* **CONSIGNE 1**
Pour chacune des affirmations suivantes, indiquez par oui ou par non si elle concorde avec le texte sur la musique kesh, et citez à l’identique les mots qui tranchent. (a) « Twilight Song » dure environ une minute. (b) « Yes-Singing » est interprété par un chœur d’hommes. (c) « Heron Dance » ne comporte aucune partie chantée.
* **CONSIGNE 2**
Rédigez la suite du texte sur la musique kesh, en reprenant après sa dernière phrase.

* **TEXTE FOURNI**
Le premier morceau, « Heron Dance », est une jolie entrée en matière, entièrement instrumentale. On pourra ne pas goûter le son aigu qui parcourt le morceau, mais celui-ci nous introduit joliment dans la culture musicale kesh, avec des sonorités familières, mais indubitablement étrangères.

L’on continue avec « Twilight Song », qui a la particularité d’être dite/chantée par Ursula K. Le Guin. Mais le morceau, long d’une petite minute, est par ailleurs anecdotique. « Yes-Singing » est un morceau chanté par des chœurs féminins, débordant d’énergies positives. Une jolie réussite, quoique moins que l’intrigant « Dragonfly ». Censément enregistré à l’insu de la jeune femme chantant cette chanson, quelque part « Dragonfly » est d’une délicatesse et d’une fragilité rares. On peut l'écouter en haut de page (« l'épisode »…).

« A Homesick song » prend le contrepied : un chœur d’hommes, loin de la Vallée. Une chanson à la mélancolie amplifiée par le bruit d’un vent que l’on imagine volontiers glacial. Retour en un coin plus ensoleillé, avec cigales et compagnie, pour « The Willows », une chanson pour enfants, aussi rythmée que charmante. « Lullaby – Lahela » : c’est au son d’un feu de bois qu’on entend une vieille femme raconter une histoire à ses petits-enfants, avant que son père n’entonne une berceuse pour son bébé.

* **DONNÉES FOURNIES**
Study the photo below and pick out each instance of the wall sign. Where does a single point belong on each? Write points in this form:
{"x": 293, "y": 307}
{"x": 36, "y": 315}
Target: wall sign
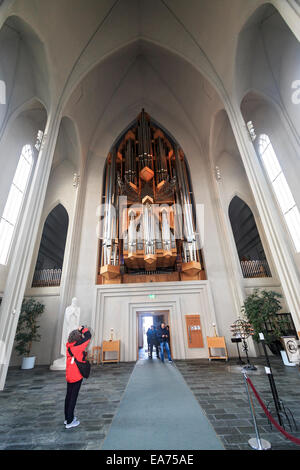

* **RÉPONSE ATTENDUE 1**
(a) Oui : « long d’une petite minute ». (b) Non : « chanté par des chœurs féminins ». (c) Oui : « entièrement instrumentale ».

* **RÉPONSE ATTENDUE 2**
« Long Singing » tient davantage de la chanson rituelle. Extrait d’un chant censé durer plusieurs heures, c’est là le morceau le plus long, approchant les six minutes. On pense à des chants tibétains, voire au Ligeti de Lux æterna — en bien moins inquiétant —, avec ces chœurs mixtes répétant sur divers tempos le mot « heya ». Beau et apaisant. Retour à des choses plus légères avec « Quail Song », censément la chanson la plus ancienne des Kesh. Chanté a cappella (presque), harmonie et unisson y alternent pour un résultat primesautier, plein de verve et d’innocence.

« A Teaching Poem » consiste en un poème dit par une vieille femme :

« To offer is river
to give is river
to accept the given
is the river’s running
the motion of water »

« A River’s Song » est un nouveau morceau instrumental — curieusement, il évoque le regretté Nick Drake. On y retrouve la même langueur mélancolique, contrebalancée par une sensibilité pop : ici, le rythme mélodique fourni par des bols en cuivre frappés au maillet.

« Sun Dance » est un nouveau poème dit.

« Once you said this round word: sun
(...sky, light, day)

May beauty be beautiful
May beauty have been beautiful
May beauty still be beautiful
May beauty always be beautiful »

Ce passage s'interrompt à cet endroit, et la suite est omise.